Scene exercised its call option and on May 31, 2013, Scene repurchased AVG’s interest at $9,750 and AVG derecognized the investment in Scene in the same amount.
AVG received distributions of $339 and nil in the three months ended June 30, 2012 and 2013, respectively and $339 and $225 in the six months ended June 30, 2012 and 2013, respectively, which were recorded as dividend income in other income (expense).
| Note 8. | Related party transactions |
Zbang It Ltd.
AVG had related party transactions with Zbang, which constitute purchase of Zbang’s technology and termination of the financing arrangement described in Note 6.
AVG TECHNOLOGIES N.V.
New credit agreement
On April 25, 2013, the Company entered into a new credit agreement with HSBC Bank plc, as mandated lead arranger and agent (the “Credit Agreement”). The Credit Agreement comprises a term loan facility of $25,000 (“Facility A”) and a $50,000 revolving credit facility (“Facility B”) together with an accordion that permits an increase in Facility B of another $25,000 or $50,000 with the agreement of the lender(s). Facility A and Facility B were used to refinance existing facilities and thereafter they are planned to be used to finance the general corporate purposes of the Company.
Facility A must be repaid in six equal monthly installments, with the first repayment on the date falling one month after the date of the credit agreement and the final repayment on the final maturity date, which is in six months from the date of the credit agreement. Facility A bears interest at a LIBOR rate plus 2.5% and is payable quarterly in arrears.
Facility B has a final maturity date in three years and bears interest at a LIBOR rate plus 2.5%, subject to remaining within a specified consolidated leverage ratio, and is payable quarterly in arrears. The standard interest periods are three and six months or any other period upon acceptance by the lender(s).
The Credit Agreement contains financial covenants measured at the end of each quarter, including a covenant to maintain a specified consolidated leverage ratio and interest coverage ratio. As of June 30, 2013, the Company was in compliance with all required covenants.

◆ **TASKS**
1/ Retype the AVG filing excerpt word for word, from "Scene exercised its" up to and including "described in Note 6.".
2/ Write the next part of the AVG filing excerpt, beginning right after its final sentence.

[Entries pointing to named objects]
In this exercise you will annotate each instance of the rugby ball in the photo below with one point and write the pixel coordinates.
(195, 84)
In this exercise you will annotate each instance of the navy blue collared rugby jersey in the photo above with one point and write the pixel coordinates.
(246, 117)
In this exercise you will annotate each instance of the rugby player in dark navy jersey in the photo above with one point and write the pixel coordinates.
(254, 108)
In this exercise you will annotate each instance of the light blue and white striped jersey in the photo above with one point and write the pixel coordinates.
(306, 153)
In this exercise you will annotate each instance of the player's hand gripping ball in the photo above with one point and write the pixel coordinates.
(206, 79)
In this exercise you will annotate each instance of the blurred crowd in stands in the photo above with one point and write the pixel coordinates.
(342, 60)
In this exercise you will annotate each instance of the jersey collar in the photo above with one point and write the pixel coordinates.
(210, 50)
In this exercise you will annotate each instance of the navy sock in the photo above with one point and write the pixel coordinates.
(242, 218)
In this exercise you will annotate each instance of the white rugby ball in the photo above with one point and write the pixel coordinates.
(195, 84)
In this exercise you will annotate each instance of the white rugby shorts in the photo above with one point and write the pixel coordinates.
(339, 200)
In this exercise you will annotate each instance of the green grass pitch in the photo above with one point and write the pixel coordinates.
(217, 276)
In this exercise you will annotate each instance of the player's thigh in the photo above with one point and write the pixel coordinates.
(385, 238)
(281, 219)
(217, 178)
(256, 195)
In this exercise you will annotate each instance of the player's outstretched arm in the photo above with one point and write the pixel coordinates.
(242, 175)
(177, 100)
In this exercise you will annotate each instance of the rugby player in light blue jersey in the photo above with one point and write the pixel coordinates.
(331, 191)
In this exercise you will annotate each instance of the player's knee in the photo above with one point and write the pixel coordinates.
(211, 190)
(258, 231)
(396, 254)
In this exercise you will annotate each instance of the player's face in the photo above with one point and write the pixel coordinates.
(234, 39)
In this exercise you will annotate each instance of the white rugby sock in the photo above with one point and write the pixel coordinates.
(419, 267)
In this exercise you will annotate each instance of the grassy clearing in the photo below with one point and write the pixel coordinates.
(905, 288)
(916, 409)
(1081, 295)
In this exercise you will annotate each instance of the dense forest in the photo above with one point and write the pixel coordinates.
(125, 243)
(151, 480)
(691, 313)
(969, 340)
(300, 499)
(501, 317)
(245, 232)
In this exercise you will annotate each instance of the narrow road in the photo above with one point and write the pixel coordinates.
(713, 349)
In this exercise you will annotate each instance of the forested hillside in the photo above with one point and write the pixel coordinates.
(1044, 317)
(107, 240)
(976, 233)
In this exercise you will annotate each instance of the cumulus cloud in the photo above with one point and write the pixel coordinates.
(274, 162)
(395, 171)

◆ **ANSWERS TO THE EXERCISES**
1/
Scene exercised its call option and on May 31, 2013, Scene repurchased AVG’s interest at $9,750 and AVG derecognized the investment in Scene in the same amount.
AVG received distributions of $339 and nil in the three months ended June 30, 2012 and 2013, respectively and $339 and $225 in the six months ended June 30, 2012 and 2013, respectively, which were recorded as dividend income in other income (expense).
| Note 8. | Related party transactions |
Zbang It Ltd.
AVG had related party transactions with Zbang, which constitute purchase of Zbang’s technology and termination of the financing arrangement described in Note 6.

2/
Collateral to the Credit Agreement is certain property and equipment, intangible assets (IP rights), cash and cash equivalents, equity rights in certain subsidiaries and certain intercompany receivables of the Company with covenants obliging the Company to also pledge new assets according to the criteria set. Intangible assets with a carrying value of $18,292 (Note 4) as well as cash and cash equivalents amounting to $49,850 have been pledged as collateral to the Company’s long term debt as of June 30, 2013.
Certain property and equipment assets will be pledged as collateral once the agreement regarding this specific pledge has been finalized and signed. The Company expects this to be completed in the third quarter of 2013.
In connection with Credit Agreement, AVG paid fees of $1,106. These fees are presented as deferred charges and are being amortized to interest expense over the remaining term of the Credit Agreement using the effective interest rate method.
As of June 30, 2013, the mandatory principal payments under the credit facility are as follows:
Remainder of financial year 2013 | | $ | 16,667 | |
2014 | | | - | |
2015 | | | - | |
2016 | | | 50,000 | |
Total | | $ | 66,667 | |
Previous credit facility
On March 15, 2011, the Company entered into a credit agreement with a group of financial institutions (the “Credit Facility”). The Credit Facility provided a $235 million loan that was unconditionally and irrevocably guaranteed, jointly and severally, by certain AVG Technologies N.V. subsidiaries and further collateral was given by certain tangible and intangible assets of the Company and its subsidiaries with covenants obliging the Company to pledge new assets over a certain threshold. The Credit Facility bore interest at an adjusted LIBOR rate plus 6.0% with a LIBOR floor of 1.5%. Interest on the loan was payable quarterly in arrears.
The Credit Facility was fully drawn down with net cash proceeds of $223,754 received after deducting the issuance costs of $11,246, which included an original issue discount, financing arrangement fees and legal fees, and making payments for other direct and incremental costs related to the Credit Facility. The proceeds AVG Technologies N.V. received were used to pay dividends to the Company’s shareholders.
AVG TECHNOLOGIES N.V.
In connection with certain amendments made to the Credit Facility, AVG paid fees to the lenders of $423 in 2011. These fees were amortized as an adjustment of interest expense over the remaining term of the Credit Facility using the interest method.
As of December 31, 2012, the outstanding principal and unamortized deferred financing costs amounted $100,863 and $3,632, respectively.
On April 25, 2013, the Company fully repaid the outstanding balance and terminated the Credit Facility. The related unamortized deferred finance cost of $2,643 was expensed.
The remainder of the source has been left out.